Short answer: Yes, it is possible

Long answer: malloc(some_size) allocates some_size space and returns a pointer to the address of the start of the allocated chunk (or NULL upon failure). When doing ret = (char*)malloc(sizeof(char) * length); ret is assigned with said pointer that points to memory chunk of length chars (note that sizeof(char) == 1 so you can remove it).

The memory is yours until you free it, even after the function had returned, so, after the end of upperCase(...) execution, that memory still belongs to you. The only problem is, the pointer ret was allocated on the stack with (auto) local storage, meaning it will "die" when it's scope (in your case - the upperCase(...) function's scope), and thus, you will not know where that memory is, BUT since you return ret from the function, the value it holds (which is the address to your allocated memory) will pass on to main's ret, which basically means you're good to go.

One last thing I think I should emphasize is, returning local variables is done all the time. For example int increment_by_one(int x){int y = x + 1; return y;}. This is a very simple function that returns the value of local int y. Since the value returned is all we need (i.e. the value of x+1) it's ok that it (the value) was stored in a local variable. The same (sort of) goes for your case - since ret inside upperCase holds the address that was allocated ,it's ok for it to "die" after upperCase ends, since the value it holds (the address) is passed on.

char * upperCase(const char* s)
{
    char * ret = NULL;                             // local variable -> will die after upperCase ends
    size_t length = strlen(s) + 1;                 // local variable -> will die after upperCase ends
    ret = (char*)malloc(sizeof(char) * length);    // ret assigned with address to memory
    for (size_t i = 0; i < length; i++) {          // local variable -> will die after it's scope (the for loop) ends
        ret[i] = toupper(s[i]);
    }
    return ret;                                     // said address is returned to main (local variable ret now dies peacefully after fulfilling its duty)

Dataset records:
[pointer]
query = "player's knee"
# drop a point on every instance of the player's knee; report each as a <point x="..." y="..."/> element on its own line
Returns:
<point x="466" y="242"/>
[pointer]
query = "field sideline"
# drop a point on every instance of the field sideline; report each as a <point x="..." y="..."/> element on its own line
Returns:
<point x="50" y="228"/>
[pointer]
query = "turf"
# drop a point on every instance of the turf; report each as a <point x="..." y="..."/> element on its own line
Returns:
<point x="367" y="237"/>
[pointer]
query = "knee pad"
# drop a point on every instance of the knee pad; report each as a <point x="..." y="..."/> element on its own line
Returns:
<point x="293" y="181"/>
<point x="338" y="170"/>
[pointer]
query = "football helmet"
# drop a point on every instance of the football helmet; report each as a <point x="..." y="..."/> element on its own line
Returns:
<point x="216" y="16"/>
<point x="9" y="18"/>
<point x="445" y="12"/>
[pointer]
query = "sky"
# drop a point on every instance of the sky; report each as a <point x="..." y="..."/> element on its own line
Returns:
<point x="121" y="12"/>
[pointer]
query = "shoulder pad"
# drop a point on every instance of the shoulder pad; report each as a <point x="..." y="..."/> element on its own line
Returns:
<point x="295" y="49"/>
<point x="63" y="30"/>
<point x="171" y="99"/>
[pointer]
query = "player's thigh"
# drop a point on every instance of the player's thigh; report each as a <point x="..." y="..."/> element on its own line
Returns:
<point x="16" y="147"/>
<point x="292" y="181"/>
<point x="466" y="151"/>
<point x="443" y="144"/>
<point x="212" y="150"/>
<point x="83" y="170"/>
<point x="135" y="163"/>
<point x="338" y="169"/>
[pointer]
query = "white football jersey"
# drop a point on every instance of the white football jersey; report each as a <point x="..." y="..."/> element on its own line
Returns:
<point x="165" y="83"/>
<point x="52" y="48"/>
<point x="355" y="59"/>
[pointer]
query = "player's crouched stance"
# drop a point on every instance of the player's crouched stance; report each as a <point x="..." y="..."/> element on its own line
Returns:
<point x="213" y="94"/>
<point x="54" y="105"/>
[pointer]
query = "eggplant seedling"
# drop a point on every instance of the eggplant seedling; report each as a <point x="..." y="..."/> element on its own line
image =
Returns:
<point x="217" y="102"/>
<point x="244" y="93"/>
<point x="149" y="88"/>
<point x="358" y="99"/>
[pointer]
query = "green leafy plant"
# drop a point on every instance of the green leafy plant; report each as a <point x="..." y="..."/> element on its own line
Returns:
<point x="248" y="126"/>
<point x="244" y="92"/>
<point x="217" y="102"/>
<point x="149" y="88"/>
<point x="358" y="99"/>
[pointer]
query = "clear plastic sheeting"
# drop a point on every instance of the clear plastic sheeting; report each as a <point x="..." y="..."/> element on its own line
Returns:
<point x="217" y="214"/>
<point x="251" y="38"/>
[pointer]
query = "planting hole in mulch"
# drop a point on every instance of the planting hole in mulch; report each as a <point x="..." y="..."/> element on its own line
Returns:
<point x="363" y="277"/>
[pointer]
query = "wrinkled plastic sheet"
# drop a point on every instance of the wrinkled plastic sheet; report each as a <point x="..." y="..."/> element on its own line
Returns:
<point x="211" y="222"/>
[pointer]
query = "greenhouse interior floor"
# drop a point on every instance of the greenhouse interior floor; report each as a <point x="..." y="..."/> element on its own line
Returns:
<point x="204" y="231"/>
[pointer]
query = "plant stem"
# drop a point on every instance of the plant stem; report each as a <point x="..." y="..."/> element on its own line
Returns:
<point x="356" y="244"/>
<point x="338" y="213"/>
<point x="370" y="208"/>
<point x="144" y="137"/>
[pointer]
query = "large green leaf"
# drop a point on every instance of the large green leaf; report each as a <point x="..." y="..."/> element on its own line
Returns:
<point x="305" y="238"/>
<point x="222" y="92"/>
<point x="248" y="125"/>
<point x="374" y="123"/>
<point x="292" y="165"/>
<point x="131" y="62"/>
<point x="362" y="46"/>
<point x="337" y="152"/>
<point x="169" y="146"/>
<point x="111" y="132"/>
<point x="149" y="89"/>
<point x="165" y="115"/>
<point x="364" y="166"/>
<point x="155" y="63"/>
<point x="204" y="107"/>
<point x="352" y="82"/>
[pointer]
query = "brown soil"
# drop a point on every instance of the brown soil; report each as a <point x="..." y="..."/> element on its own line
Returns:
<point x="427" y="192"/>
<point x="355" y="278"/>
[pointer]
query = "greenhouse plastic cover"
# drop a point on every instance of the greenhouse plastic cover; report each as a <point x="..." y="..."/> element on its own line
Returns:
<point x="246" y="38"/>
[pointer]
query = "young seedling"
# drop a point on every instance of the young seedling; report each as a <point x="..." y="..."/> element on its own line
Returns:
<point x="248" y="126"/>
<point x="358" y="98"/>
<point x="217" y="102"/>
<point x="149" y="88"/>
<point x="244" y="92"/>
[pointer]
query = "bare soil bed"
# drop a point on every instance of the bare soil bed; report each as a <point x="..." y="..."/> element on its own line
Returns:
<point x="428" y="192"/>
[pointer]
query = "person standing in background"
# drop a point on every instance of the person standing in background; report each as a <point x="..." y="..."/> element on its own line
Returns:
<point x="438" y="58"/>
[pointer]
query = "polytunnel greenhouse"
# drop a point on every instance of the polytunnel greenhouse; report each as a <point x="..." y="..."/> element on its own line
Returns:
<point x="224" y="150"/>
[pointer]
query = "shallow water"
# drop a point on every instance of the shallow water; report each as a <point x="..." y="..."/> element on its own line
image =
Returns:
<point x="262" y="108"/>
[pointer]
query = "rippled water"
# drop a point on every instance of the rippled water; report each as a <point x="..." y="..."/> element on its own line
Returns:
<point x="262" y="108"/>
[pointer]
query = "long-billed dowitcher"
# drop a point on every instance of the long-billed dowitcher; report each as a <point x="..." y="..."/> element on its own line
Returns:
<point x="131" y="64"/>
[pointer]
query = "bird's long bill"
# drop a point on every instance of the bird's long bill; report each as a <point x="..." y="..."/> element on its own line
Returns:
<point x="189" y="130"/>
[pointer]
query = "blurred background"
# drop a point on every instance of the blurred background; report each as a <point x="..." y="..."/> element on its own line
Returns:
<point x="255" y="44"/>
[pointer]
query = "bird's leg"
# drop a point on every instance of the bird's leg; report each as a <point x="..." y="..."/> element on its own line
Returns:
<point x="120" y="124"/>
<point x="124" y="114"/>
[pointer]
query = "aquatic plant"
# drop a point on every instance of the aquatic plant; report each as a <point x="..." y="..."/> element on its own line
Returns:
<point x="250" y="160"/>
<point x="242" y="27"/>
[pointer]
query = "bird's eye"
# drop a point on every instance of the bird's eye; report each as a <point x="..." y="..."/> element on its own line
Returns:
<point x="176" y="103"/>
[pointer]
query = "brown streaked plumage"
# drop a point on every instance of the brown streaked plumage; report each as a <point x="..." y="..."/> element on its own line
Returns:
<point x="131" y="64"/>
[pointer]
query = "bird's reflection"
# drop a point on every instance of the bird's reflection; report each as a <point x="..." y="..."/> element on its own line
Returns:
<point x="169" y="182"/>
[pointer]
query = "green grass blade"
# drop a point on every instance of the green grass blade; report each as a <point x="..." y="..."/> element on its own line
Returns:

Written tasks>
(a) In the explanation of returning a malloc pointer, reproduce verbatim the passage that begins at the words "Long answer: malloc(some_size)" and stops after "can remove it).".
(b) Locate each line of the records containing the string "jersey" and copy those lines.

Completed exercise>
(a)
Long answer: malloc(some_size) allocates some_size space and returns a pointer to the address of the start of the allocated chunk (or NULL upon failure). When doing ret = (char*)malloc(sizeof(char) * length); ret is assigned with said pointer that points to memory chunk of length chars (note that sizeof(char) == 1 so you can remove it).

(b)
query = "white football jersey"
# drop a point on every instance of the white football jersey; report each as a <point x="..." y="..."/> element on its own line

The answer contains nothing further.